Down to the last line, reproduce the data below exactly.

START Input data

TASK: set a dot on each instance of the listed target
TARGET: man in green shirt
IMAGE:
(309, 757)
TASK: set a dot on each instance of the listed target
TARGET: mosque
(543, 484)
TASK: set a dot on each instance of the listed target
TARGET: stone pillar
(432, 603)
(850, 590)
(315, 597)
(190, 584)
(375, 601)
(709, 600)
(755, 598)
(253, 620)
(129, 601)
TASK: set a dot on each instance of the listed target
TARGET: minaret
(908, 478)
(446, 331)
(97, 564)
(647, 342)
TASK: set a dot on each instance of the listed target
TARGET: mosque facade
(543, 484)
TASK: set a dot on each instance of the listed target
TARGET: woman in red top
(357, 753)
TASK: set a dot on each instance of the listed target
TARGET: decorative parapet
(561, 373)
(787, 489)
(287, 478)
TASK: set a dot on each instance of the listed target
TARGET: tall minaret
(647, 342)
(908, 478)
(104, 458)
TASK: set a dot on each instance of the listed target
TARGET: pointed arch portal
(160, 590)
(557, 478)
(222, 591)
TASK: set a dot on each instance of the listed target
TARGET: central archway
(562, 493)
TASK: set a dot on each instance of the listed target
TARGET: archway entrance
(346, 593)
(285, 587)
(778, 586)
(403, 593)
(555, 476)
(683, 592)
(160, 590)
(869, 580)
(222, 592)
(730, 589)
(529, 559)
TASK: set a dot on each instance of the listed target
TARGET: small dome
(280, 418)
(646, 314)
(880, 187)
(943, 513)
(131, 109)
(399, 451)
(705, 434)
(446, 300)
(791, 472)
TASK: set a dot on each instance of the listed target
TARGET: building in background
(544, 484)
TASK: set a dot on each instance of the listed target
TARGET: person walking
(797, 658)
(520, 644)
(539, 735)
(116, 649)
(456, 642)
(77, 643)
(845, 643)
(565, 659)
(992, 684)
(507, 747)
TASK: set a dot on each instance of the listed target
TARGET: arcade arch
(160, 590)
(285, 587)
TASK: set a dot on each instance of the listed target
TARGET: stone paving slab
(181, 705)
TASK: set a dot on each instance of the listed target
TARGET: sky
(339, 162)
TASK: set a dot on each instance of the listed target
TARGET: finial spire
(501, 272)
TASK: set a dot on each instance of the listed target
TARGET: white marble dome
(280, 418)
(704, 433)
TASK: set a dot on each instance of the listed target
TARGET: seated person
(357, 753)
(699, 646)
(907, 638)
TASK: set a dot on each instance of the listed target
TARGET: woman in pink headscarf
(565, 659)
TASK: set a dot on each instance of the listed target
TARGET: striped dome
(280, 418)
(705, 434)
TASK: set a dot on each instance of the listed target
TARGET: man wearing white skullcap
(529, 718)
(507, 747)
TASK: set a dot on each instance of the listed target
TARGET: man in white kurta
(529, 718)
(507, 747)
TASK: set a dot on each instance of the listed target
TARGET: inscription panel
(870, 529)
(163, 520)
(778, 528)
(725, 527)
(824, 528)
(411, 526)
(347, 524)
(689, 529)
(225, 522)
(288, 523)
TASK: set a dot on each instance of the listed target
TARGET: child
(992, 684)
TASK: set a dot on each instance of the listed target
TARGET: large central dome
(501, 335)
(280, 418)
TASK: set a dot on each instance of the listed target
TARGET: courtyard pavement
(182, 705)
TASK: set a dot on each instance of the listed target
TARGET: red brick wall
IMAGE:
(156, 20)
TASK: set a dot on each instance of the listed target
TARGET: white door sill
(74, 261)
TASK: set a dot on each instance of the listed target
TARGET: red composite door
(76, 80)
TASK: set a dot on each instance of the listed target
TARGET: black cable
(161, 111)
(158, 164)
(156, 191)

END Input data

• **Your solution**:
TASK: set a dot on each instance of the listed target
TARGET: man in green shirt
IMAGE:
(309, 757)
TASK: set a dot on each instance of the listed target
TARGET: mosque
(543, 484)
TASK: set a dot on each instance of the listed target
TARGET: stone pillar
(432, 603)
(850, 590)
(315, 597)
(190, 584)
(375, 601)
(709, 600)
(755, 598)
(253, 620)
(129, 601)
TASK: set a dot on each instance of the listed target
TARGET: minaret
(908, 478)
(446, 331)
(97, 564)
(647, 342)
TASK: set a dot on each instance of the listed target
TARGET: mosque facade
(543, 484)
TASK: set a dot on each instance of the listed target
TARGET: woman in red top
(357, 753)
TASK: set a dot on each instance of the listed target
TARGET: decorative parapet
(561, 373)
(787, 489)
(287, 478)
TASK: set a dot on each instance of the listed target
TARGET: tall minaret
(647, 342)
(908, 478)
(104, 458)
TASK: set a dot on each instance of the listed target
TARGET: pointed arch portal
(160, 590)
(557, 478)
(222, 591)
TASK: set a dot on each instance of the listed target
TARGET: central archway
(562, 493)
TASK: set a dot on each instance of the listed target
TARGET: archway entrance
(346, 593)
(285, 587)
(778, 586)
(403, 593)
(555, 476)
(683, 592)
(160, 590)
(869, 580)
(222, 592)
(730, 589)
(529, 559)
TASK: set a dot on each instance of the listed target
TARGET: small dome
(280, 418)
(646, 314)
(880, 187)
(943, 513)
(131, 109)
(399, 451)
(705, 434)
(446, 300)
(791, 472)
TASK: set a dot on each instance of the listed target
TARGET: building in background
(544, 484)
TASK: set a dot on each instance of the listed target
TARGET: person walking
(797, 658)
(520, 644)
(539, 735)
(116, 649)
(456, 642)
(77, 643)
(845, 643)
(565, 659)
(992, 684)
(507, 747)
TASK: set a dot on each instance of the listed target
TARGET: arcade arch
(160, 590)
(285, 587)
TASK: set a dot on each instance of the listed target
TARGET: stone paving slab
(181, 705)
TASK: set a dot on each instance of the listed target
TARGET: sky
(339, 162)
TASK: set a dot on each instance of the listed target
TARGET: finial spire
(501, 272)
TASK: set a dot on each instance of the listed target
TARGET: white marble dome
(280, 418)
(704, 433)
TASK: set a dot on each instance of the listed target
TARGET: seated person
(357, 753)
(699, 646)
(907, 638)
TASK: set a dot on each instance of the listed target
TARGET: woman in pink headscarf
(565, 659)
TASK: set a dot on each instance of the listed target
TARGET: striped dome
(280, 418)
(705, 434)
TASK: set a dot on each instance of the listed target
TARGET: man wearing white skullcap
(529, 718)
(507, 747)
TASK: set a dot on each instance of the listed target
TARGET: man in white kurta
(529, 718)
(507, 747)
TASK: set a dot on each instance of the listed target
TARGET: inscription panel
(870, 529)
(163, 520)
(778, 528)
(725, 527)
(824, 528)
(411, 526)
(347, 524)
(689, 529)
(225, 522)
(288, 523)
TASK: set a dot on each instance of the listed target
TARGET: child
(992, 684)
TASK: set a dot on each instance of the listed target
TARGET: large central dome
(501, 335)
(280, 418)
TASK: set a dot on each instance of the listed target
TARGET: courtyard pavement
(182, 705)
TASK: set a dot on each instance of the listed target
TARGET: red brick wall
IMAGE:
(156, 20)
TASK: set a dot on each instance of the listed target
TARGET: white door sill
(74, 261)
TASK: set a dot on each instance of the listed target
TARGET: red composite door
(76, 80)
TASK: set a dot on each instance of the listed target
TARGET: black cable
(161, 111)
(158, 164)
(156, 191)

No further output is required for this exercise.